• **DO THIS**
Rewrite the data below, from its first line down to the line containing "pixel 160 163", changing every "drop one marker" to "place a single marker" and keeping everything else the same. Return only those lines.

• **SUPPLIED RECORDS**
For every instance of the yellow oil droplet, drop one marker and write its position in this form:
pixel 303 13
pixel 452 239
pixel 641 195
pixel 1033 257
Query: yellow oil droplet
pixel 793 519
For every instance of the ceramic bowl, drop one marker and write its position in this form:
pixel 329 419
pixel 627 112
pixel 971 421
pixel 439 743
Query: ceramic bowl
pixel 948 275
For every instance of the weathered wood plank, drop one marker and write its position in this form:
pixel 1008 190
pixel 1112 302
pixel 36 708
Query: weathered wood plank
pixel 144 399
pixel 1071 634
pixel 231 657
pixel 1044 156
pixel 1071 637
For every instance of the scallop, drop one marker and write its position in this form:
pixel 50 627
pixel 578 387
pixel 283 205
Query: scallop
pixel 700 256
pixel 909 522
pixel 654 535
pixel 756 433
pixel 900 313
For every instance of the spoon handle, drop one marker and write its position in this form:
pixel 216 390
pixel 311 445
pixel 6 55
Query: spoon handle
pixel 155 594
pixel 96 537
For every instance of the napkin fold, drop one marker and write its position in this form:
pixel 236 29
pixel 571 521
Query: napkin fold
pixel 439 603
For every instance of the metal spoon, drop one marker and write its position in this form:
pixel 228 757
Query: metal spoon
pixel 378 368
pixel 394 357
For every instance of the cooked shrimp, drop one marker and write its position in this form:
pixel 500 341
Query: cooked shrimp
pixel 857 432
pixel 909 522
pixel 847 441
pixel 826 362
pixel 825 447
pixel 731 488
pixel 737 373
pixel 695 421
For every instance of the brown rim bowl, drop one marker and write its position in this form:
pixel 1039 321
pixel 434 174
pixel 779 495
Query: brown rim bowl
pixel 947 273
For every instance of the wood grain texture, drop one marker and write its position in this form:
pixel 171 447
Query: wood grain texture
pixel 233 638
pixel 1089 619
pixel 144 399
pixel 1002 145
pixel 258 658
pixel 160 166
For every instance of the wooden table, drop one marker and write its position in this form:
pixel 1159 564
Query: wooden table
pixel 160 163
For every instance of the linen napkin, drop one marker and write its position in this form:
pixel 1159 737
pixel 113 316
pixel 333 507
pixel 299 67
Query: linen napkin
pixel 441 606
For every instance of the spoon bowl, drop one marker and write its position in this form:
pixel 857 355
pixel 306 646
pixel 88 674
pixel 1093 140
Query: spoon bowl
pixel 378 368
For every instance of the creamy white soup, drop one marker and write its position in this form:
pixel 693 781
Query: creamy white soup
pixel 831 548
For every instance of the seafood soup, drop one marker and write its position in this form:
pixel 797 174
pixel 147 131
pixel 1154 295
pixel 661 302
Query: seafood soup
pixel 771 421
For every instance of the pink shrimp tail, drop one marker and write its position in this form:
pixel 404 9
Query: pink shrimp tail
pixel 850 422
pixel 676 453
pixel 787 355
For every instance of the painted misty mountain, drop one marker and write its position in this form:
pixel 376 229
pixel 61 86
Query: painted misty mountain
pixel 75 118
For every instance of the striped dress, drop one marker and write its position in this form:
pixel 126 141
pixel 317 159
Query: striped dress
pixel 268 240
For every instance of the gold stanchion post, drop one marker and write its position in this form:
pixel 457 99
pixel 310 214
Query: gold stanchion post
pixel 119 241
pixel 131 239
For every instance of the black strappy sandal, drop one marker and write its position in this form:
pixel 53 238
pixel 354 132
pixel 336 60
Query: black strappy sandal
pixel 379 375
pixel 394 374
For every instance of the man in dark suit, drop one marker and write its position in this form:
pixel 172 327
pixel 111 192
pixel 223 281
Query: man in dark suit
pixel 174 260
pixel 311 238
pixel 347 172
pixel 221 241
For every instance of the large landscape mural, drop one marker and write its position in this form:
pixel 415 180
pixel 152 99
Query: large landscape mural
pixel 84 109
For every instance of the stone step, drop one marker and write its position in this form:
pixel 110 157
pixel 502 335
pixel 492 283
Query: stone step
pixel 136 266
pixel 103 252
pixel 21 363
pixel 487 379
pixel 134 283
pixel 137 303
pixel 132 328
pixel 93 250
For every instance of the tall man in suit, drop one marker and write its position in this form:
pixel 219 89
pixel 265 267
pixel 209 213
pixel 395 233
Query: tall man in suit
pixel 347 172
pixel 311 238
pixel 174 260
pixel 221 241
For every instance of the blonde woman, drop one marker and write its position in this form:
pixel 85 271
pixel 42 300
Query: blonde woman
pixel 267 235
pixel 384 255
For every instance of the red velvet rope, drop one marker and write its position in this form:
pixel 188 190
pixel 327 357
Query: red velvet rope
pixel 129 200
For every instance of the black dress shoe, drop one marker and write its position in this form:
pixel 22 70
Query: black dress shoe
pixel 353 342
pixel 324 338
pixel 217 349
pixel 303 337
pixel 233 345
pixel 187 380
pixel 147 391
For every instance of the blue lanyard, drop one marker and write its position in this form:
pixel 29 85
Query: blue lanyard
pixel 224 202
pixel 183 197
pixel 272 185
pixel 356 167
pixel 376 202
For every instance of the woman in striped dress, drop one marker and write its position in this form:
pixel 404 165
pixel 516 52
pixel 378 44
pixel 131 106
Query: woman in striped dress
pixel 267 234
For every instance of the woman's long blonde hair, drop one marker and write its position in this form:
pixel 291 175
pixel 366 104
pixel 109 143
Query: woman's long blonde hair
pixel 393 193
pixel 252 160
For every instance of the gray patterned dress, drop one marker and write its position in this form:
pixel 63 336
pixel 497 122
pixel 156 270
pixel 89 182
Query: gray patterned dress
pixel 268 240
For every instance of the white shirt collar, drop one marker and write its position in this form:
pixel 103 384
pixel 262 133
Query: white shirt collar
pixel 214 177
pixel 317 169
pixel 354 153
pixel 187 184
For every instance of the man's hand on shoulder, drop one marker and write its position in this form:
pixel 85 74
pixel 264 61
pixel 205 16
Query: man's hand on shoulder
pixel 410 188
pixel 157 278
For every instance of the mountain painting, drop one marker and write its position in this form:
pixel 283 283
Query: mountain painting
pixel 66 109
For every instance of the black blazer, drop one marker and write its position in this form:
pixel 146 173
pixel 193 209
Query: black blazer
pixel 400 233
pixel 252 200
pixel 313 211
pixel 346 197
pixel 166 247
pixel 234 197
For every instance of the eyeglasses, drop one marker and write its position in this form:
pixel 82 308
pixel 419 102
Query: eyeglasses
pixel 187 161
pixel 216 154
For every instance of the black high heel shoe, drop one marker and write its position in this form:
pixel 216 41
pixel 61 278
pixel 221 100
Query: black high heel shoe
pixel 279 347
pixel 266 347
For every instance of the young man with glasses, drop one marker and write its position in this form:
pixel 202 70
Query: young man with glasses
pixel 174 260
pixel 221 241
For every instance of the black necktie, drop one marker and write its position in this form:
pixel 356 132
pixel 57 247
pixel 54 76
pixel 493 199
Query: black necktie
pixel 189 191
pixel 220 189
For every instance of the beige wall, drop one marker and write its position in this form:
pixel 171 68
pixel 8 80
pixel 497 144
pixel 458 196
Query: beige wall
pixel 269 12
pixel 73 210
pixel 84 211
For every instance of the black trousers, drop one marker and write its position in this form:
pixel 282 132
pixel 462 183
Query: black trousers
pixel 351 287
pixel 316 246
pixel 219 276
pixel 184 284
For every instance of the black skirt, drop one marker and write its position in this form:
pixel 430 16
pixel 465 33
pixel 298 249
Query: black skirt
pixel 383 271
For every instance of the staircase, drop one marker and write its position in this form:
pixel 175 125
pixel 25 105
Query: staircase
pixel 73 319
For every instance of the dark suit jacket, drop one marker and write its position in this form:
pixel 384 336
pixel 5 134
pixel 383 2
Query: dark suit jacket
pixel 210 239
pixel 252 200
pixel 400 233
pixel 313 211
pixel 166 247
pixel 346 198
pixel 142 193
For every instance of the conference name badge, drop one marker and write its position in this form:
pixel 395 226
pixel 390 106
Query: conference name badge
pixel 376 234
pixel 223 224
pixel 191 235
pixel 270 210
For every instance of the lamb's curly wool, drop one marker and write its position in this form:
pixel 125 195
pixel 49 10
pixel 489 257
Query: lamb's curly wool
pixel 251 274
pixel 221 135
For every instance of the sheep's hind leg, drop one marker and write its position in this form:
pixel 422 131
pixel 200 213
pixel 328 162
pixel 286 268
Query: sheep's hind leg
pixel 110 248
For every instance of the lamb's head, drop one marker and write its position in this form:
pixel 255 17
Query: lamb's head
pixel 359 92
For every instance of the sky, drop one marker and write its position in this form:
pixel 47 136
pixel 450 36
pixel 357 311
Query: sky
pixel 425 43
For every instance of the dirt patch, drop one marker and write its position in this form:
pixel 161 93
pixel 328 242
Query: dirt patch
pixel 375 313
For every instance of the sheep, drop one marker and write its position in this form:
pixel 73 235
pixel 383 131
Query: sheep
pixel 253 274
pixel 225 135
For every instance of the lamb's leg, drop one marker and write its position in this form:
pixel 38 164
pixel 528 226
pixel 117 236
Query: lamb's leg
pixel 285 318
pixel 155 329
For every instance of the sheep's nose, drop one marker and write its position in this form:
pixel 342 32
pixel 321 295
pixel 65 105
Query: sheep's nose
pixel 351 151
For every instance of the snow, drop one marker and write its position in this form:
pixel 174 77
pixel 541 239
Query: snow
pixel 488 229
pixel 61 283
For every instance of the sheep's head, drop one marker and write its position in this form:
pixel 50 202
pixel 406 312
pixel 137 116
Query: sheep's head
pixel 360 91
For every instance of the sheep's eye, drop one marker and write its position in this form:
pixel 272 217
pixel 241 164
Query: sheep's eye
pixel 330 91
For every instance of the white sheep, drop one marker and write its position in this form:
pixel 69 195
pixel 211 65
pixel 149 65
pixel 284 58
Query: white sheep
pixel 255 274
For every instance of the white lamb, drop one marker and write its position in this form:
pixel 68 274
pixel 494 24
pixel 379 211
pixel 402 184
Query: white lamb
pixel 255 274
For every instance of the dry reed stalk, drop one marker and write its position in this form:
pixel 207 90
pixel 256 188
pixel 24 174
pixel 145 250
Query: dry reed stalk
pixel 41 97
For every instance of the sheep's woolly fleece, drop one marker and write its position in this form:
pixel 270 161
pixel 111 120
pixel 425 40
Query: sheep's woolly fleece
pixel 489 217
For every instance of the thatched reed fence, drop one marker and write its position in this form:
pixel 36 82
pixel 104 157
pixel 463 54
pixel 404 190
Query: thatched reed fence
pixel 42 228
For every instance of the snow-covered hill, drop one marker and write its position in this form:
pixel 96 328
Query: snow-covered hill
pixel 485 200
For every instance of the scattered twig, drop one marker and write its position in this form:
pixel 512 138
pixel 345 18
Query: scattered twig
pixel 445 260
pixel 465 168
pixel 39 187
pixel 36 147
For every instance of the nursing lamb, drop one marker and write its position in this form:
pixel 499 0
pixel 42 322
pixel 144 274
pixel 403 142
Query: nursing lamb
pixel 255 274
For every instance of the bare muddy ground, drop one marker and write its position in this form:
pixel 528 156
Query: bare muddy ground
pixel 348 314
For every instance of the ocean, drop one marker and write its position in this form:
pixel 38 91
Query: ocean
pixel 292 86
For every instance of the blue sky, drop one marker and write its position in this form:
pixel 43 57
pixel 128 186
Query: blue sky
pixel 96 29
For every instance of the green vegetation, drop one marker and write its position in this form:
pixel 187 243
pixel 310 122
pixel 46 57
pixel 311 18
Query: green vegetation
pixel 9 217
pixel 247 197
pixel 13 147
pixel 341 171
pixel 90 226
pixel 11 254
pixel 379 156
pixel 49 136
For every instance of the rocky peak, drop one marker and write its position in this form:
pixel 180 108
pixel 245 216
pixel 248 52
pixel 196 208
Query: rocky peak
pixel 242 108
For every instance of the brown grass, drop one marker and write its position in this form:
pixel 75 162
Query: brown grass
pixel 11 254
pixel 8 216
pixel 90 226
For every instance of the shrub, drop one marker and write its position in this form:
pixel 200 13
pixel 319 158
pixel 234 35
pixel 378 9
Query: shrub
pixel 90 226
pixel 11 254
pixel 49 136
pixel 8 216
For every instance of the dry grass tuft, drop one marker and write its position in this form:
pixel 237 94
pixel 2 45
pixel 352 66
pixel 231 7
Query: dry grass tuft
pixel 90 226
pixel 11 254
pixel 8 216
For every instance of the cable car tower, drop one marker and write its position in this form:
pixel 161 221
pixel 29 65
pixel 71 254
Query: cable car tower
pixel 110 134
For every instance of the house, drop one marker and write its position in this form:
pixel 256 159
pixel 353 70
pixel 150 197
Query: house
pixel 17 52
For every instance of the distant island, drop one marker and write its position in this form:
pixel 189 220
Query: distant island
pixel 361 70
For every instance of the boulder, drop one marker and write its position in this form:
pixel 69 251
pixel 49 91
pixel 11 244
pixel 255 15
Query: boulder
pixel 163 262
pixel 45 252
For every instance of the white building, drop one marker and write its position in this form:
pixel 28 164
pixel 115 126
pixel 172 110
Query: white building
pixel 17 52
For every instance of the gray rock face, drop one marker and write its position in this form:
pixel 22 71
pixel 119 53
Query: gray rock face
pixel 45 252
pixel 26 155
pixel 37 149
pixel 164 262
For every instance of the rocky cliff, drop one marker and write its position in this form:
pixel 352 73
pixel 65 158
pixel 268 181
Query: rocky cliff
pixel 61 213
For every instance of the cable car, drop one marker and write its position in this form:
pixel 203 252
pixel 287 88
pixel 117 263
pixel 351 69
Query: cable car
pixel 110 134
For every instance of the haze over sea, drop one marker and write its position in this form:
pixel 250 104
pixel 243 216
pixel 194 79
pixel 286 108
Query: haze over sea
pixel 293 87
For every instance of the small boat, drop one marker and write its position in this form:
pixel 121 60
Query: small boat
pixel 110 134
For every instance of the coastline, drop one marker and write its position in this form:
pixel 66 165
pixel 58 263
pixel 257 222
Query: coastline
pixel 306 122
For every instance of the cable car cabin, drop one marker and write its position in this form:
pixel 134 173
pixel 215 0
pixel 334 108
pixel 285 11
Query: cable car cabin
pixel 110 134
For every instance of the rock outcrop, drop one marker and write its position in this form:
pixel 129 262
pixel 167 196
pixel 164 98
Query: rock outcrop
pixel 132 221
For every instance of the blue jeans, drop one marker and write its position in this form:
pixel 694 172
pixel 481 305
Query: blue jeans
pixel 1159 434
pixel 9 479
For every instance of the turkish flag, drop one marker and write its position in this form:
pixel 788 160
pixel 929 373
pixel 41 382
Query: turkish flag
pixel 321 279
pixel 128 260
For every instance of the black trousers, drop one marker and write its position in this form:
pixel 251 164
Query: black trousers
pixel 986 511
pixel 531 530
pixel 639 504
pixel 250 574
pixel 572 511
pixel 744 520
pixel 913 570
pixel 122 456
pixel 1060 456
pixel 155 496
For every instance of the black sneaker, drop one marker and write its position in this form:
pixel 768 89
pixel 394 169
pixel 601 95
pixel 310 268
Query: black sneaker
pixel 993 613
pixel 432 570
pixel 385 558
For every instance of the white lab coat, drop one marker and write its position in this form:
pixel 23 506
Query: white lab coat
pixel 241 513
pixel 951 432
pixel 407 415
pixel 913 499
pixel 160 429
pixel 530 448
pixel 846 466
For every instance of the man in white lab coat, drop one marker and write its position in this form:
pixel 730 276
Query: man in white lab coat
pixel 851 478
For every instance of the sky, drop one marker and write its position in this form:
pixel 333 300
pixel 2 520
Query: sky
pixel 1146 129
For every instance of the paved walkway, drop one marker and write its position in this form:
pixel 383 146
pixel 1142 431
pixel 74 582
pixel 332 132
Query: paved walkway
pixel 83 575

• **FINISHED EXERCISE**
For every instance of the yellow oil droplet, place a single marker and write its position in this form:
pixel 303 13
pixel 452 239
pixel 641 195
pixel 1033 257
Query: yellow oil droplet
pixel 793 519
For every instance of the ceramic bowl, place a single marker and write its position in this form:
pixel 329 419
pixel 627 112
pixel 971 421
pixel 439 743
Query: ceramic bowl
pixel 948 275
For every instance of the weathered wood plank, place a single marker and write its position in this form:
pixel 1008 190
pixel 1112 302
pixel 36 708
Query: weathered wood plank
pixel 144 399
pixel 1071 634
pixel 231 657
pixel 1044 156
pixel 1071 637
For every instance of the scallop, place a single marker and write its position in this form:
pixel 50 627
pixel 578 387
pixel 283 205
Query: scallop
pixel 700 256
pixel 909 522
pixel 654 535
pixel 756 433
pixel 900 313
For every instance of the spoon handle, place a single marker and write its position in this form:
pixel 216 390
pixel 311 445
pixel 6 55
Query: spoon handle
pixel 155 594
pixel 96 537
For every instance of the napkin fold, place a single marker and write its position in this form:
pixel 236 29
pixel 571 521
Query: napkin fold
pixel 439 603
For every instance of the metal spoon, place a single marker and write its position in this form:
pixel 228 757
Query: metal spoon
pixel 378 368
pixel 394 357
For every instance of the cooked shrimp, place a single marker and write its position in this form:
pixel 500 341
Query: cooked shrimp
pixel 857 432
pixel 909 522
pixel 847 441
pixel 826 362
pixel 825 447
pixel 731 488
pixel 737 373
pixel 695 421
For every instance of the brown rim bowl, place a single marker and write its position in this form:
pixel 1039 321
pixel 434 174
pixel 779 495
Query: brown rim bowl
pixel 947 273
For every instance of the wood grain texture, place a single marker and write its position in this form:
pixel 171 447
Query: wood grain texture
pixel 233 638
pixel 1089 619
pixel 144 399
pixel 1002 145
pixel 258 658
pixel 160 166
For every instance of the wooden table, place a single marker and write its position in this form:
pixel 1159 564
Query: wooden table
pixel 160 163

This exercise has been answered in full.